== Texte source

Les symptômes connus du Covid-19 ont évolué au fur et à mesure que les cas ont grimpé dans le monde. Les Centres de contrôle et de prévention des maladies énumèrent la fièvre, la toux et l’essoufflement comme les principaux symptômes du coronavirus. La difficulté à respirer, une douleur ou une pression thoracique persistante, la confusion et des lèvres ou un visage bleutés figurent sur la liste des symptômes d’urgence pour lesquels les personnes doivent consulter immédiatement. L’OMS indique que d’autres symptômes peuvent inclure la fatigue, la lassitude et, chez certains patients, « des courbatures, une congestion nasale, un écoulement nasal, un mal de gorge ou une diarrhée ».
L’OMS et les CDC n’ont pas ajouté l’anosmie à leurs listes de symptômes du coronavirus, que les agents de santé utilisent pour dépister les patients qui pourraient avoir été infectés par le coronavirus. Mais certains professionnels de la santé encouragent leurs pairs à prendre en compte ce symptôme lorsqu’ils soignent des patients qu’ils soupçonnent d’être infectés.
« Je ne l’utiliserais pas seul, mais je pense que s’il est ajouté à certains des autres symptômes, cela ajoute à la possibilité », a déclaré Holbrook. « Si quelqu’un répond par l’affirmative, je soupçonnerais certainement qu’il a besoin d’un examen plus approfondi. »
L’utilisation de ce nouveau symptôme comme outil de dépistage est une tâche délicate, ont noté les experts. En l’accentuant trop tôt ou trop fortement, les cliniciens risquent de passer à côté de patients qui n’ont pas perdu leur odorat, mais qui sont infectés et présentent d’autres symptômes. En revanche, ignorer la perte de l’odorat pourrait signifier que les médecins ne détectent pas l’infection dans les cas où les patients ne présentent que des symptômes légers ou sont asymptomatiques. Dans ces cas, l’utilisation de l’anosmie comme outil de dépistage pourrait aider les cliniciens à détecter des cas qui, autrement, passeraient inaperçus et à donner à ces personnes infectées davantage de conseils sur l’auto-isolement.

====

Transcrivez le texte sur les symptômes du Covid-19 depuis « L’OMS et les » jusqu'à « soupçonnent d’être infectés. » inclus. Le matériel qui suit n'est pas nécessaire.

== Ensemble de données

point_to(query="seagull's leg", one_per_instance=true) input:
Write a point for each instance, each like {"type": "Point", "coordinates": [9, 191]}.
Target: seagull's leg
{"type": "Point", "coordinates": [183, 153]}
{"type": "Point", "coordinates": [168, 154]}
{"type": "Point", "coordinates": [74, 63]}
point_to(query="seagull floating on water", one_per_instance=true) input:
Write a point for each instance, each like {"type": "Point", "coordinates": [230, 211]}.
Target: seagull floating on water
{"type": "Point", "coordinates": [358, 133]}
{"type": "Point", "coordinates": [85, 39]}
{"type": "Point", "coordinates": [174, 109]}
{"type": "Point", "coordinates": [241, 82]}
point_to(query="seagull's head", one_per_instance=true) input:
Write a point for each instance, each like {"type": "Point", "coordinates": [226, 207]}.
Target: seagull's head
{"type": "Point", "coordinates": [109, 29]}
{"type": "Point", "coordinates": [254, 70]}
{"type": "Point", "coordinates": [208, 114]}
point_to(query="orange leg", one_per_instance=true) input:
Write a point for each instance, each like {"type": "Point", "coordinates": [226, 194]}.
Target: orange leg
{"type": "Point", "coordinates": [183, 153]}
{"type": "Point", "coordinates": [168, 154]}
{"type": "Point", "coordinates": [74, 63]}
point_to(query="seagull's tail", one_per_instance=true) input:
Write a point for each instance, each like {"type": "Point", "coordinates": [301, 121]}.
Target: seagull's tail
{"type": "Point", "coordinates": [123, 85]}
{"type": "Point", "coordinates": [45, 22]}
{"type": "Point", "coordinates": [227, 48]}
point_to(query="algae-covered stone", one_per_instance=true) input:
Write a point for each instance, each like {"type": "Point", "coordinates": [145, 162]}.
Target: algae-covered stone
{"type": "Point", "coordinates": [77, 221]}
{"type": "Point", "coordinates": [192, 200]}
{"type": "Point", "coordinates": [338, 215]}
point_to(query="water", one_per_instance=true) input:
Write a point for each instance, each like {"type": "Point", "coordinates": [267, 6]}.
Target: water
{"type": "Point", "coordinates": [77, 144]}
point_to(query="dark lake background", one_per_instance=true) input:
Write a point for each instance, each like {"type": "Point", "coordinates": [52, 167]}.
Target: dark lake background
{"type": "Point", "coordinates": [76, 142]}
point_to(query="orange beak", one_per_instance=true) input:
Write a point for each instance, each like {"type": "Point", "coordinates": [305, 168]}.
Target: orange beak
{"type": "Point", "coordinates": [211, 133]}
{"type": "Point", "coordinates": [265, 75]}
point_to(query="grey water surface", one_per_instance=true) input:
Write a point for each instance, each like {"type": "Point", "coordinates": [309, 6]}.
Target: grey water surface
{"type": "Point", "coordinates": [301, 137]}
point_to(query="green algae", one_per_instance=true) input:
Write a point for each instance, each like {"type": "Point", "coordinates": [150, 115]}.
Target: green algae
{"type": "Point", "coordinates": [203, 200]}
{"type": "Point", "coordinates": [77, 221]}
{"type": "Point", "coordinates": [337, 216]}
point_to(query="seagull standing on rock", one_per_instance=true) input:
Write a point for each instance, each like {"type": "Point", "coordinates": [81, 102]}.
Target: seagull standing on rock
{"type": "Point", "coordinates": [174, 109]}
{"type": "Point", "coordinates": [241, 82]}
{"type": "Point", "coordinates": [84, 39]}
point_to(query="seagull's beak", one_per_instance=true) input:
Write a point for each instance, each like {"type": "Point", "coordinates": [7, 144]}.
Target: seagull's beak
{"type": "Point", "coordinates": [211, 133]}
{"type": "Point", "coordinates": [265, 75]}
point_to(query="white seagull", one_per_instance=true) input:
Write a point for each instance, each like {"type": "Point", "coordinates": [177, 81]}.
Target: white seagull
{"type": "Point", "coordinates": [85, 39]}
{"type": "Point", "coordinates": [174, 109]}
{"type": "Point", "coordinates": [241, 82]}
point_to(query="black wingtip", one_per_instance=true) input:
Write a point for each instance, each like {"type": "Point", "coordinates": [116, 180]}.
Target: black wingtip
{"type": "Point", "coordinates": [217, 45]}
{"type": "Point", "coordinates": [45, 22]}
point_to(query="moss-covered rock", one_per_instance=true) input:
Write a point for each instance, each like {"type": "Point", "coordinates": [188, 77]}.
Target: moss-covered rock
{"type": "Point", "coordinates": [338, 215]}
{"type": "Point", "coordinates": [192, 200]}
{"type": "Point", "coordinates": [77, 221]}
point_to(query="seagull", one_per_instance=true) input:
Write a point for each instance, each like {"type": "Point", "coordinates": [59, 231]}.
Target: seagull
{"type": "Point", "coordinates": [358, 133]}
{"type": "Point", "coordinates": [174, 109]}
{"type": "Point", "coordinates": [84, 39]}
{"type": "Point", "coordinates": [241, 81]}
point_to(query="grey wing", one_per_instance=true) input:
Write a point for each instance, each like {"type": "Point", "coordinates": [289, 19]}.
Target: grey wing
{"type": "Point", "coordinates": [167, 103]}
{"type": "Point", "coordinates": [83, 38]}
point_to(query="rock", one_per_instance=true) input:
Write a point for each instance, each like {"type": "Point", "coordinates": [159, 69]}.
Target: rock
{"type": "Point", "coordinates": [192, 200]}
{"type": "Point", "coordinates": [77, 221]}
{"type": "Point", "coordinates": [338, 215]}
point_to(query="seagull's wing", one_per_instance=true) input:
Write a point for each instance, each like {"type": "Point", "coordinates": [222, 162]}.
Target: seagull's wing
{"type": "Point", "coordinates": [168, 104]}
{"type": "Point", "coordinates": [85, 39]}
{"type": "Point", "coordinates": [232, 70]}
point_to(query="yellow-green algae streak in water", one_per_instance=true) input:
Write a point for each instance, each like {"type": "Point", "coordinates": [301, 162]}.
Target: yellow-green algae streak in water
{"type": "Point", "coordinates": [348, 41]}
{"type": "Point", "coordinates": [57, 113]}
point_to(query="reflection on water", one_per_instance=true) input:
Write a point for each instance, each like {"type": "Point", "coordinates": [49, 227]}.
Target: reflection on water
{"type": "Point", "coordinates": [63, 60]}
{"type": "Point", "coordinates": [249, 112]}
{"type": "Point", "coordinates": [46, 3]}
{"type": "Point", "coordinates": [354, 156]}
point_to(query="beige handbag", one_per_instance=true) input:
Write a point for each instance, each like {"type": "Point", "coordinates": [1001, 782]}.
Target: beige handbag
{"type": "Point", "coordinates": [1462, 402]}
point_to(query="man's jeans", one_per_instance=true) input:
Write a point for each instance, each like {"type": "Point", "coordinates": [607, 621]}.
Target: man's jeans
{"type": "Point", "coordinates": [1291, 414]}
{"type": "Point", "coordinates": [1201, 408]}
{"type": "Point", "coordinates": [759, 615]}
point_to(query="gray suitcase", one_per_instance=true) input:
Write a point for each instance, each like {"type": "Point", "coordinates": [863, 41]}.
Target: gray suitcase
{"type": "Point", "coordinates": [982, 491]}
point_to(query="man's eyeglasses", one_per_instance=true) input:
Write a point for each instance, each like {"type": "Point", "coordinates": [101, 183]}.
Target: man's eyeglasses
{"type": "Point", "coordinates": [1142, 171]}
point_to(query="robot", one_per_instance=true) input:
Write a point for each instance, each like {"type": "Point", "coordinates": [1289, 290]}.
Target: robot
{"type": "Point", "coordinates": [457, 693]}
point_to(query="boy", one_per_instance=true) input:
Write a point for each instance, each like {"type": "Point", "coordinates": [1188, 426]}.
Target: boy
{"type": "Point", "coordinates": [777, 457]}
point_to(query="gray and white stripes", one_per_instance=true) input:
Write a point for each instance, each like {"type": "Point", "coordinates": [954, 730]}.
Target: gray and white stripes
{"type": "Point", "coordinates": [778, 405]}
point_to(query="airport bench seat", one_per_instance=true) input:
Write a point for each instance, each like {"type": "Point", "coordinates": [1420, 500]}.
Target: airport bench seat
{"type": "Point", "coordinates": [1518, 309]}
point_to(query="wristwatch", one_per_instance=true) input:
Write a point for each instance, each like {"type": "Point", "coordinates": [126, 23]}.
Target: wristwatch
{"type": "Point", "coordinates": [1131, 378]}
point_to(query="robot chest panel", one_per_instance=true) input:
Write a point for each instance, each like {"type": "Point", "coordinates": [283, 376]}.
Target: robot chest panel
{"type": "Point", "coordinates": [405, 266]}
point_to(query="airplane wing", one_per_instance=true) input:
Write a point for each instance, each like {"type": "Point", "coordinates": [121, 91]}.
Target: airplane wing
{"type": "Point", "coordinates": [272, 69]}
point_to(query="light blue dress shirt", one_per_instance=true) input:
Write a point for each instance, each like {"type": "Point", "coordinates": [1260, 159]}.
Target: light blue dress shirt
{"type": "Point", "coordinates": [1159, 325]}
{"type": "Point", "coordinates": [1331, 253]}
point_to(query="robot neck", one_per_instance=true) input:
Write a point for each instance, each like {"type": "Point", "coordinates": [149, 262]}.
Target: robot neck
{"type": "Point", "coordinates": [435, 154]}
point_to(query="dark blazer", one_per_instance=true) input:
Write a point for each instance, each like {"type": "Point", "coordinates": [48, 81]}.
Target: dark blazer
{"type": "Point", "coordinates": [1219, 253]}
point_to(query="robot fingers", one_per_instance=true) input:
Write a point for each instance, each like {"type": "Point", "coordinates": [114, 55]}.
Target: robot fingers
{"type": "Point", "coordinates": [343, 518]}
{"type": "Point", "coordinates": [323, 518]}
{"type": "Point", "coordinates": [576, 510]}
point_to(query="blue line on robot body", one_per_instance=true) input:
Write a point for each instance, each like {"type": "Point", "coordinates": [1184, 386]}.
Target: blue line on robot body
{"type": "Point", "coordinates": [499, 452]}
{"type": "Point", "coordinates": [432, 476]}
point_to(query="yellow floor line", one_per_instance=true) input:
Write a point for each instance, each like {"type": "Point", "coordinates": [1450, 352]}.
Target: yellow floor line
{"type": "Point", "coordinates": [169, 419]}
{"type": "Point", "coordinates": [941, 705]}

====

• _Résultat attendu_
L’OMS et les CDC n’ont pas ajouté l’anosmie à leurs listes de symptômes du coronavirus, que les agents de santé utilisent pour dépister les patients qui pourraient avoir été infectés par le coronavirus. Mais certains professionnels de la santé encouragent leurs pairs à prendre en compte ce symptôme lorsqu’ils soignent des patients qu’ils soupçonnent d’être infectés.